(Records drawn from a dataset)
────────────────────

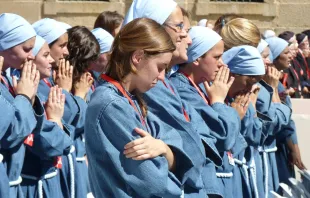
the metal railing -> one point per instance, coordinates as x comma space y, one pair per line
259, 1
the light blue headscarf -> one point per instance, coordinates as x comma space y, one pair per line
158, 10
276, 45
64, 25
262, 45
244, 60
14, 30
104, 38
38, 45
203, 40
49, 29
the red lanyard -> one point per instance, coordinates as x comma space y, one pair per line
10, 88
47, 83
196, 87
184, 112
122, 90
28, 140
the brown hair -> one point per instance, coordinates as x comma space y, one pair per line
222, 20
83, 48
140, 34
109, 21
240, 31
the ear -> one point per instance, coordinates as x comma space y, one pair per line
196, 62
137, 56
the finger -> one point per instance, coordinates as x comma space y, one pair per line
134, 148
206, 85
1, 62
134, 143
63, 99
71, 71
54, 95
67, 68
222, 76
58, 95
50, 94
218, 75
136, 153
54, 75
227, 72
230, 82
14, 80
142, 157
33, 71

────────────────────

*WORK TO COMPLETE*:
For this exercise, return the data above exactly and leave every picture out.

*WRITTEN RESPONSE*:
the metal railing -> one point per instance, coordinates as x comma space y, one pair per line
259, 1
the light blue headscarf -> one point per instance, coordinates as x comma space y, one pair per line
158, 10
276, 45
64, 25
262, 45
244, 60
14, 30
104, 38
38, 45
203, 40
49, 29
the red lanyard -> one point per instance, coordinates as x comma space y, one pair per line
10, 88
47, 83
196, 87
184, 112
122, 90
28, 140
the brown hair -> one point per instance, coordinates as x comma space y, one pair per line
222, 20
83, 48
140, 34
109, 21
240, 31
the ear -> one point per instance, coordinates as x comma space y, one pair per line
196, 62
137, 56
the finger -> one point per instance, coordinates as x comma space y, one pair per line
134, 148
206, 85
1, 62
134, 143
63, 99
71, 71
54, 95
67, 68
222, 76
58, 95
50, 94
218, 75
136, 153
54, 75
227, 72
230, 82
14, 80
142, 157
33, 71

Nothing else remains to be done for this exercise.